- [Excerpts of bounding box data]
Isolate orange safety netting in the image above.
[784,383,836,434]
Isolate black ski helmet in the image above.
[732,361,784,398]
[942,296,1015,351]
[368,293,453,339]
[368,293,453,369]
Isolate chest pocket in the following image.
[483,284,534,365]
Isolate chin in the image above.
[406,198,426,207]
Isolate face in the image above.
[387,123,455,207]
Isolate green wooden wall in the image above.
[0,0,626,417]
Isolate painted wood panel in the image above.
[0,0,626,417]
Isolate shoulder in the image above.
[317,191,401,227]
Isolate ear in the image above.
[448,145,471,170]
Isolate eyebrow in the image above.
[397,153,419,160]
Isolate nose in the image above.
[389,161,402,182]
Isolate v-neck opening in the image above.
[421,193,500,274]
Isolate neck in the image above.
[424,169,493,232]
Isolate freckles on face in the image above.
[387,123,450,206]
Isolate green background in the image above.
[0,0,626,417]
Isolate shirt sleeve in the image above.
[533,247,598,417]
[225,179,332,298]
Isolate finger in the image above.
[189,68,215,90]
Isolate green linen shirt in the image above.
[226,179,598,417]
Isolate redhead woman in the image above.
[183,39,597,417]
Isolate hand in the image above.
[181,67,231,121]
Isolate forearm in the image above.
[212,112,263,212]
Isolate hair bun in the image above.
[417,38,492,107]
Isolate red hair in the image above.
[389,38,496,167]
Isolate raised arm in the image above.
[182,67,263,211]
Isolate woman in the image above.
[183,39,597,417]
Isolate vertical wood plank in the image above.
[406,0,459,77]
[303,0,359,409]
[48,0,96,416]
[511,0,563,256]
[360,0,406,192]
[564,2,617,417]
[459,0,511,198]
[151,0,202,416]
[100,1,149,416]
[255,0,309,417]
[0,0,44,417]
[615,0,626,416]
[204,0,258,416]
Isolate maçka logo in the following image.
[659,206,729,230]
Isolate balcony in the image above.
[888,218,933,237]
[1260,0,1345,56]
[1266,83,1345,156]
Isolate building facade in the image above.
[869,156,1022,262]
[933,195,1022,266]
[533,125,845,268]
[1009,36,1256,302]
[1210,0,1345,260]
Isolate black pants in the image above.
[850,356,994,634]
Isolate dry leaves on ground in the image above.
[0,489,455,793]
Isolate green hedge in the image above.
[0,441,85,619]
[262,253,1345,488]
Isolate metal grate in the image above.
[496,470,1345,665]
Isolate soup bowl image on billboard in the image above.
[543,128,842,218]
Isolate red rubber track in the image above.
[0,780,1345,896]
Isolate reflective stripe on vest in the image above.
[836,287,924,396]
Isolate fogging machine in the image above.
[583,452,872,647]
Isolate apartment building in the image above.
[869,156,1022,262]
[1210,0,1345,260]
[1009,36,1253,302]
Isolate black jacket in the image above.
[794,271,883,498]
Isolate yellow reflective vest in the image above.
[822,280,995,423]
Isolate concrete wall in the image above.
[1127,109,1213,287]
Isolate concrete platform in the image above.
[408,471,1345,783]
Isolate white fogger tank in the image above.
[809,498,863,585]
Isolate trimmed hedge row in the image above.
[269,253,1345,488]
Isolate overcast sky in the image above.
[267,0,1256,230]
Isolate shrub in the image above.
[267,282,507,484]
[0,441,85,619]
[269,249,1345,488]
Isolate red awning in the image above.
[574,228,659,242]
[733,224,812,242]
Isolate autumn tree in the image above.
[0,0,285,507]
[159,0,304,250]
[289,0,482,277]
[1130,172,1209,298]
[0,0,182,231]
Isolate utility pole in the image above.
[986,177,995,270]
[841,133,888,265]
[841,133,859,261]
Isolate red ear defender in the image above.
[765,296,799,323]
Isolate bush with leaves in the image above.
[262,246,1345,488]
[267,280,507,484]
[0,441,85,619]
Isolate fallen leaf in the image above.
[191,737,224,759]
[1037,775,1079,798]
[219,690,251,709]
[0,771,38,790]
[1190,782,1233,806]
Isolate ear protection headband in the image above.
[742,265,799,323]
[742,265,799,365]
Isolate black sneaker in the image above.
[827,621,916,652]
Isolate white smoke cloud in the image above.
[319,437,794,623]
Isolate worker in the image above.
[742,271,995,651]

- [Exercise details] Put all of the material into a Markdown table with two columns, "No." for the row number and "Entry" for the line, one line per row. Leave out any blank lines.

- [Solution to the problem]
| No. | Entry |
|---|---|
| 1 | Isolate orange safety netting in the image above. |
| 2 | [784,383,836,434] |
| 3 | Isolate black ski helmet in the image above. |
| 4 | [732,361,784,398] |
| 5 | [942,296,1015,351] |
| 6 | [368,293,453,339] |
| 7 | [368,293,453,369] |
| 8 | Isolate chest pocket in the following image. |
| 9 | [483,284,534,365] |
| 10 | Isolate chin in the image above. |
| 11 | [406,198,426,207] |
| 12 | Isolate face in the image above. |
| 13 | [387,123,455,207] |
| 14 | Isolate green wooden wall in the image above. |
| 15 | [0,0,626,417] |
| 16 | Isolate painted wood panel in the image above. |
| 17 | [0,0,626,417] |
| 18 | Isolate shoulder in the image above. |
| 19 | [317,191,401,227] |
| 20 | Isolate ear in the image above. |
| 21 | [448,145,471,170] |
| 22 | Isolate eyebrow in the image above. |
| 23 | [397,153,419,160] |
| 24 | Isolate nose in the image above. |
| 25 | [389,161,402,182] |
| 26 | Isolate v-neck opening in the image above. |
| 27 | [421,193,500,274] |
| 28 | Isolate neck in the image above. |
| 29 | [424,169,493,232] |
| 30 | Isolate freckles on face in the image above. |
| 31 | [387,123,450,206] |
| 32 | Isolate green background in the image above. |
| 33 | [0,0,626,417] |
| 34 | Isolate shirt sleeve in the image above. |
| 35 | [533,247,598,417] |
| 36 | [225,179,332,298] |
| 37 | Isolate finger in the image above. |
| 38 | [189,68,215,90] |
| 39 | Isolate green linen shirt in the image above. |
| 40 | [226,179,598,417] |
| 41 | Isolate redhead woman in the image above. |
| 42 | [183,39,597,417] |
| 43 | Isolate hand in the image above. |
| 44 | [181,67,231,121] |
| 45 | Isolate forearm in the image above. |
| 46 | [212,112,263,212] |
| 47 | Isolate hair bun in the image above. |
| 48 | [417,38,492,107] |
| 49 | Isolate red hair in the image above. |
| 50 | [389,38,496,167] |
| 51 | Isolate raised arm in the image above. |
| 52 | [182,67,263,211] |
| 53 | Isolate woman in the image above. |
| 54 | [183,39,597,417] |
| 55 | Isolate vertical wood plank in the image above. |
| 56 | [406,0,459,77] |
| 57 | [303,0,359,409] |
| 58 | [48,0,96,416] |
| 59 | [511,0,563,256] |
| 60 | [360,0,406,192] |
| 61 | [564,2,617,417] |
| 62 | [459,0,511,198] |
| 63 | [151,0,202,416] |
| 64 | [100,1,149,416] |
| 65 | [255,0,309,417] |
| 66 | [0,0,44,417] |
| 67 | [615,0,626,416] |
| 68 | [204,0,258,416] |
| 69 | Isolate maçka logo in the following image. |
| 70 | [659,206,729,230] |
| 71 | Isolate balcony in the image above. |
| 72 | [888,218,933,237] |
| 73 | [1260,0,1345,56] |
| 74 | [1266,83,1345,156] |
| 75 | Isolate building facade in the image above. |
| 76 | [869,156,1022,262] |
| 77 | [933,195,1022,266] |
| 78 | [533,125,845,268] |
| 79 | [1009,36,1256,302] |
| 80 | [1210,0,1345,260] |
| 81 | Isolate black pants in the image above. |
| 82 | [850,356,994,634] |
| 83 | Isolate dry leaves on ground in the image above. |
| 84 | [0,489,455,793] |
| 85 | Isolate green hedge in the image above. |
| 86 | [0,441,85,619] |
| 87 | [262,253,1345,488] |
| 88 | Isolate metal grate in the image above. |
| 89 | [496,470,1345,665] |
| 90 | Isolate soup bowl image on billboard in the image above. |
| 91 | [543,128,842,218] |
| 92 | Isolate red rubber track in the image above. |
| 93 | [0,780,1345,896] |
| 94 | Isolate reflective stripe on vest in the image above. |
| 95 | [836,287,924,396] |
| 96 | Isolate fogging machine in the image above. |
| 97 | [583,452,872,647] |
| 98 | Isolate apartment building in the image above. |
| 99 | [869,156,1022,262] |
| 100 | [1210,0,1345,260] |
| 101 | [1009,36,1253,302] |
| 102 | Isolate black jacket in the image above. |
| 103 | [794,271,883,498] |
| 104 | Isolate yellow reflective vest in the image above. |
| 105 | [822,280,995,423] |
| 106 | Isolate concrete wall in the image above. |
| 107 | [1127,109,1213,287] |
| 108 | Isolate concrete platform in the image above. |
| 109 | [408,471,1345,783] |
| 110 | Isolate white fogger tank in the image above. |
| 111 | [809,498,863,585] |
| 112 | Isolate trimmed hedge row in the image above. |
| 113 | [269,253,1345,488] |
| 114 | Isolate overcast sky in the image above. |
| 115 | [267,0,1256,230] |
| 116 | Isolate shrub in the image above. |
| 117 | [267,282,507,484] |
| 118 | [0,441,85,619] |
| 119 | [269,249,1345,488] |
| 120 | Isolate red awning in the image above. |
| 121 | [574,228,659,242] |
| 122 | [733,224,812,242] |
| 123 | Isolate autumn tree in the image above. |
| 124 | [0,0,285,507] |
| 125 | [159,0,304,250] |
| 126 | [289,0,482,277] |
| 127 | [1130,172,1209,298] |
| 128 | [0,0,182,231] |
| 129 | Isolate utility pole in the image above. |
| 130 | [986,177,995,270] |
| 131 | [841,133,888,265] |
| 132 | [841,133,859,261] |
| 133 | Isolate red ear defender in the image above. |
| 134 | [765,296,799,323] |
| 135 | Isolate bush with leaves in the image above. |
| 136 | [262,246,1345,488] |
| 137 | [267,280,507,484] |
| 138 | [0,441,85,619] |
| 139 | Isolate fallen leaf in the image above. |
| 140 | [191,737,224,759] |
| 141 | [1037,775,1079,798] |
| 142 | [219,690,251,709] |
| 143 | [0,771,38,790] |
| 144 | [1190,782,1233,806] |
| 145 | Isolate ear protection headband in the image above. |
| 146 | [742,265,799,323] |
| 147 | [742,265,799,365] |
| 148 | Isolate black sneaker in the image above. |
| 149 | [827,621,916,652] |
| 150 | Isolate white smoke cloud in the image above. |
| 151 | [319,437,794,623] |
| 152 | Isolate worker in the image above. |
| 153 | [742,271,995,651] |